-- DATA SHOWN start --
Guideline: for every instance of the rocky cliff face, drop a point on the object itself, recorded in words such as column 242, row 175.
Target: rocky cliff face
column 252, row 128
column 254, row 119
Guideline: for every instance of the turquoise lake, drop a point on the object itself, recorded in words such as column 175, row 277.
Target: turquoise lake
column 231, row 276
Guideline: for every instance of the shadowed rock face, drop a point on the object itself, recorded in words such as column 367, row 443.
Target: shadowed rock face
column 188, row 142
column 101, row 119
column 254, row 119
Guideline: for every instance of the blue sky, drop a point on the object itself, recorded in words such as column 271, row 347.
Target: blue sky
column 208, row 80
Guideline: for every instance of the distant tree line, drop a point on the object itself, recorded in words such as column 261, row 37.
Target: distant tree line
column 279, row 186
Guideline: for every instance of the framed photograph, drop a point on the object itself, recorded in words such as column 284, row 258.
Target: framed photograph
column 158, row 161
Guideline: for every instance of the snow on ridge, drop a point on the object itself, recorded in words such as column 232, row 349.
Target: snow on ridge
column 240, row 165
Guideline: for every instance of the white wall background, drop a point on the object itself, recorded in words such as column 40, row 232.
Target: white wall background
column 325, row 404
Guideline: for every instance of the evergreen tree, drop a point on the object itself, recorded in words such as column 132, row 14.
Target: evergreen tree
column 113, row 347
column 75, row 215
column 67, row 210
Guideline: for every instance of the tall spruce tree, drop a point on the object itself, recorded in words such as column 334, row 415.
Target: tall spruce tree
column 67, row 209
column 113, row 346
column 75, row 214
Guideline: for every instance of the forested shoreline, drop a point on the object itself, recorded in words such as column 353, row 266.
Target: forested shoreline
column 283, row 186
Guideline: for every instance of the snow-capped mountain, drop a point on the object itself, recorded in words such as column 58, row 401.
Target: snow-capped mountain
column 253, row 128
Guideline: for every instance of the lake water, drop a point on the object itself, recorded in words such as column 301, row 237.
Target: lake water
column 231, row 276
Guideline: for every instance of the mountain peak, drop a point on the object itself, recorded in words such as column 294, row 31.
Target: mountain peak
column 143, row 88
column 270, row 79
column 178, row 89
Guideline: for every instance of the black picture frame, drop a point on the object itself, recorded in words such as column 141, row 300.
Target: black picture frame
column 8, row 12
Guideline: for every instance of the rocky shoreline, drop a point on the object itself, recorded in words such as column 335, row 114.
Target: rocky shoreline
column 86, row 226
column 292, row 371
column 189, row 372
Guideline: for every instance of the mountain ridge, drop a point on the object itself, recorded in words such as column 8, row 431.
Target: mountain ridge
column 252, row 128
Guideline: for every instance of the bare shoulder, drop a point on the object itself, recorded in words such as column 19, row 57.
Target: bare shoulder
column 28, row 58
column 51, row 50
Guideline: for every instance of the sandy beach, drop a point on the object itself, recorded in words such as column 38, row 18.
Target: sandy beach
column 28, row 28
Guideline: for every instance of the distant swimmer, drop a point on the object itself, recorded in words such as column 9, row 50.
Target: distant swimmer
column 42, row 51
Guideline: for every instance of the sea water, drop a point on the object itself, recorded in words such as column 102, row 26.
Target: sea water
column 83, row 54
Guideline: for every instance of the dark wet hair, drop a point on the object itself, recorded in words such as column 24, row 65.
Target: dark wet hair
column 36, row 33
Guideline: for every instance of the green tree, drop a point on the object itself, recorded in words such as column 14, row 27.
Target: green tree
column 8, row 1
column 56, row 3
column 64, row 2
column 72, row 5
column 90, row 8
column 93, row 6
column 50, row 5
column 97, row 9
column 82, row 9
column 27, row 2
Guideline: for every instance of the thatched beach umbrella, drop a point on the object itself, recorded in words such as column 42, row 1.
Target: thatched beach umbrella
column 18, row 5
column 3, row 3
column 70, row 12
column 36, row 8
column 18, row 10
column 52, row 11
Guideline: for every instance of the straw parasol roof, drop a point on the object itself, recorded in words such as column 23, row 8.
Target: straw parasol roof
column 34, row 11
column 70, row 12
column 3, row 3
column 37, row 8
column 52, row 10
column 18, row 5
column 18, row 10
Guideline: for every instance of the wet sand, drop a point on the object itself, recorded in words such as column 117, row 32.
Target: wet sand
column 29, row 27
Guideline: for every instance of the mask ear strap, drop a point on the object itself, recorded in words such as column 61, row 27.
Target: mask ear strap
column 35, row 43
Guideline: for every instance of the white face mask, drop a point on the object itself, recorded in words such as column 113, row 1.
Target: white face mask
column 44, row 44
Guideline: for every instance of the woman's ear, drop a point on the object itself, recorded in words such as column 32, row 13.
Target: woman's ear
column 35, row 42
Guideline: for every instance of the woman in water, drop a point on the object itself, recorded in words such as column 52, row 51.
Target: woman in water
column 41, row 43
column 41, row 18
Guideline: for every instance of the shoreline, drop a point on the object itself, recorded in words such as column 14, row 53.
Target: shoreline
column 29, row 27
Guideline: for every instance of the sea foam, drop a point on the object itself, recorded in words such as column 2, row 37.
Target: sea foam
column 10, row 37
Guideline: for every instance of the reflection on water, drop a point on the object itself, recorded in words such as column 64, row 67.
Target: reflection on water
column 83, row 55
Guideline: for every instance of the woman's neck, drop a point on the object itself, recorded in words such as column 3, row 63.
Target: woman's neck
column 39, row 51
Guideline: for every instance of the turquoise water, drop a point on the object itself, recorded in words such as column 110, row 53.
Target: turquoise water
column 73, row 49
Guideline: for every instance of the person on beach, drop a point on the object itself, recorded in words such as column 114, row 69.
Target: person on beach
-- DATA SHOWN end --
Retype all of the entries above word for word, keeping every line in its original order.

SOLUTION TO THE PROBLEM:
Guideline: for every instance of the rocky cliff face, drop a point on the object itself, recorded in words such as column 242, row 175.
Target: rocky cliff face
column 252, row 128
column 254, row 119
Guideline: for every instance of the turquoise lake, drop a point on the object itself, recorded in words such as column 175, row 277.
Target: turquoise lake
column 231, row 276
Guideline: for every instance of the shadowed rock face, drop a point on the object itself, recorded in words such as column 367, row 443.
Target: shadowed rock face
column 188, row 142
column 101, row 119
column 254, row 119
Guideline: for every instance of the blue sky, drop a point on the object itself, recorded in words such as column 271, row 347.
Target: blue sky
column 208, row 80
Guideline: for every instance of the distant tree line, drop a point on the object itself, recorded in words such as column 261, row 37.
Target: distant tree line
column 279, row 186
Guideline: for every instance of the framed photograph, drop a point on the object itself, recorded in words such as column 284, row 258.
Target: framed photograph
column 158, row 161
Guideline: for every instance of the snow on ridge, drop a point on the object itself, recorded in words such as column 232, row 349.
Target: snow on ridge
column 240, row 165
Guideline: for every instance of the white wall background, drop a point on the object itself, recorded in words such as column 40, row 232.
Target: white wall background
column 325, row 404
Guideline: for every instance of the evergreen tree, drop a point on the object itself, recorded in words such as column 132, row 14.
Target: evergreen tree
column 113, row 347
column 75, row 215
column 67, row 210
Guideline: for every instance of the tall spruce tree, drop a point on the object itself, recorded in words such as column 334, row 415.
Target: tall spruce tree
column 67, row 209
column 113, row 346
column 75, row 214
Guideline: for every instance of the forested shoreline, drop a point on the object itself, recorded in words such as column 353, row 266.
Target: forested shoreline
column 283, row 186
Guideline: for every instance of the snow-capped mountain, drop a point on the object itself, recorded in words such as column 58, row 401.
Target: snow-capped mountain
column 253, row 128
Guideline: for every instance of the lake water, drop a point on the object itself, recorded in words such as column 301, row 237.
Target: lake water
column 231, row 276
Guideline: for every instance of the mountain peak, drop a point on the object itself, recorded in words such as column 294, row 31.
Target: mountain peak
column 143, row 88
column 270, row 79
column 178, row 89
Guideline: for every instance of the black picture frame, drop a point on the object itself, recorded in words such as column 141, row 300.
Target: black picture frame
column 8, row 12
Guideline: for every instance of the rocky shoreline, drop a point on the object itself, recorded in words such as column 335, row 114.
Target: rocky shoreline
column 86, row 226
column 292, row 371
column 189, row 372
Guideline: for every instance of the mountain ridge, drop a point on the object itself, recorded in words such as column 8, row 431.
Target: mountain ridge
column 252, row 128
Guideline: for every instance of the bare shoulder, drop a point on the object itself, recorded in words such as column 19, row 57.
Target: bare shoulder
column 28, row 58
column 51, row 50
Guideline: for every instance of the sandy beach, drop a point on the object itself, recorded in words such as column 38, row 18.
Target: sandy beach
column 28, row 28
Guideline: for every instance of the distant swimmer, drop a point on the object itself, recorded in words such as column 9, row 50.
Target: distant swimmer
column 42, row 51
Guideline: for every instance of the sea water, drop a point on the object itself, recorded in words such as column 102, row 26.
Target: sea water
column 83, row 54
Guideline: for every instance of the dark wet hair, drop a point on the object itself, recorded in words such as column 24, row 65.
Target: dark wet hair
column 36, row 33
Guideline: for every instance of the green tree, drop a point on the object itself, recorded in words such as column 14, row 27.
Target: green tree
column 8, row 1
column 56, row 3
column 64, row 2
column 72, row 5
column 90, row 8
column 93, row 6
column 50, row 5
column 97, row 9
column 82, row 9
column 27, row 2
Guideline: for every instance of the thatched beach umbrella, drop a point on the object itself, recorded in words such as column 42, row 1.
Target: thatched beach umbrella
column 18, row 5
column 3, row 3
column 70, row 12
column 36, row 8
column 18, row 10
column 52, row 11
Guideline: for every instance of the straw parasol roof, drop a point on the object itself, recorded in words such as column 23, row 8.
Target: straw parasol roof
column 34, row 11
column 70, row 12
column 3, row 3
column 37, row 8
column 52, row 10
column 18, row 5
column 18, row 10
Guideline: for every instance of the wet sand, drop a point on the object itself, recorded in words such as column 117, row 32.
Target: wet sand
column 29, row 27
Guideline: for every instance of the mask ear strap, drop a point on the object itself, recorded in words such as column 61, row 27.
Target: mask ear strap
column 35, row 43
Guideline: for every instance of the white face mask, drop a point on the object itself, recorded in words such as column 113, row 1.
Target: white face mask
column 44, row 44
Guideline: for every instance of the woman's ear, drop a point on the object itself, recorded in words such as column 32, row 13.
Target: woman's ear
column 35, row 42
Guideline: for every instance of the woman in water, drop a point on the object itself, recorded in words such as column 52, row 51.
Target: woman in water
column 41, row 43
column 41, row 18
Guideline: for every instance of the shoreline, drop a point on the object itself, recorded in words such as column 14, row 53.
Target: shoreline
column 29, row 27
Guideline: for every instance of the sea foam, drop a point on the object itself, recorded in words such as column 2, row 37.
Target: sea foam
column 10, row 37
Guideline: for every instance of the reflection on water, drop a point on the object itself, recorded in words such as column 64, row 67.
Target: reflection on water
column 83, row 55
Guideline: for every instance of the woman's neck, drop a point on the object itself, recorded in words such as column 3, row 63.
Target: woman's neck
column 39, row 51
Guideline: for every instance of the turquoise water, drop a point on the object itself, recorded in words such as column 110, row 53.
Target: turquoise water
column 73, row 49
Guideline: for every instance of the person on beach, drop a point on the object itself, recorded in words such as column 114, row 69.
Target: person on beach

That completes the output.